ARBEITSAUFTRAG: Setzen Sie den Bericht über den Tribelhorn-Elektrolastwagen der Mineralquelle Eptingen im Anschluss an seinen letzten Satz fort.

Im Gegensatz zu heute waren die Reichweiten der Elektromotoren früher deutlich kleiner. Der «Tribelhorn» schafft mit seiner rund 1500 Kilogramm schweren Batterie rund 40 Kilometer.
100-jährig und fi t wie eh und je
Tribelhorn-Elektrofahrzeuge gibt es nicht erst seit Twike und Tesla
Der Tribelhorn-Elektrolastwagen aus dem Hause der Mineralquelle Eptingen ist soeben von einem weiteren «Arbeitseinsatz» zurückgekehrt. Er war viel bestaunter Ehrengast am diesjährigen Memorial-Bergrennen in Steckborn.
Philipp Widmer
Für derart weite Strecken war der seltene Zeitzeuge vor 100 Jahren nicht konzipiert worden. Deshalb durfte der «Tribelhorn» auf einem Transportanhänger aufsitzen. Aber auch dieses Gefährt wurde von einem Senior, einem FBW mit Jahrgang 58 aus dem Fundus des Fuhrparks der Mineralquelle Eptingen, nach Steckborn und zurück gezogen. Mit einer gut riechbaren Dieselfahne halt, aber Dieselund Benzinmotoren haben die boomende Elektromobilität zu Anfang des 20. Jahrhunderts um 1925 jäh beendet.
Es war eine Zeit, als sich Dampf-, Elektro- und Verbrennungsmotoren einen offenen Wettlauf um die Zukunft der Antriebsformen lieferten. Schliesslich galt es, die allgegenwärtigen Pferdefuhrwerke an Effizienz zu übertreffen. Mithilfe von Pferden beförderte auch die Brunnenverwaltung Eptingen, wie das 1899 gegründete Unternehmen damals noch hiess, abgefülltes Wasser vom Bad Eptingen an den Bahnhof von Sissach.

ANGEZEIGTE EINTRÄGE:

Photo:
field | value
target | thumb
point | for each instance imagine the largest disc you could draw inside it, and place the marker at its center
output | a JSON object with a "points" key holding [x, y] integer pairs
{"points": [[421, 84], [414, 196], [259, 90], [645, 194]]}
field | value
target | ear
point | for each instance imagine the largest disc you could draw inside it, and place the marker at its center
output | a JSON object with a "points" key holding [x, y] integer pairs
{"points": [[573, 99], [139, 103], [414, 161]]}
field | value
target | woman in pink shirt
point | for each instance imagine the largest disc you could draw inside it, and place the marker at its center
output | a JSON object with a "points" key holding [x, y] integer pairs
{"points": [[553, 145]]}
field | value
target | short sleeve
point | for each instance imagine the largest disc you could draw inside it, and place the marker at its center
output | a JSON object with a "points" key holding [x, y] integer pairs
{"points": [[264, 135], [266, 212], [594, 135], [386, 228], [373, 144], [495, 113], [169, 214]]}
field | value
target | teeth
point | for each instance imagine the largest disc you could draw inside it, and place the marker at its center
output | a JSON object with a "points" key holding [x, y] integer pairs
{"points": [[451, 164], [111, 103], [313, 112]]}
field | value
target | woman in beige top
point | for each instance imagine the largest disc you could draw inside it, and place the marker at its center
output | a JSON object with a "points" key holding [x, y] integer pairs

LÖSUNG:
In vorausschauender Weise befasste sich die Unternehmensleitung schon früh mit den neuen Techniken der Mobilität. Die Wahl fiel auf die modernen Elektrolastwagen des Unternehmens Johann Albert Tribelhorn mit Sitz in Feldbach am Zürichsee. Die Manufaktur stellte mit 70 bis 100 Mitarbeitern ausschliesslich Elektrofahrzeuge her, meist in Einzelanfertigung. Dazu wurde auch vorgängig der genaue Verwendungszweck abgeklärt.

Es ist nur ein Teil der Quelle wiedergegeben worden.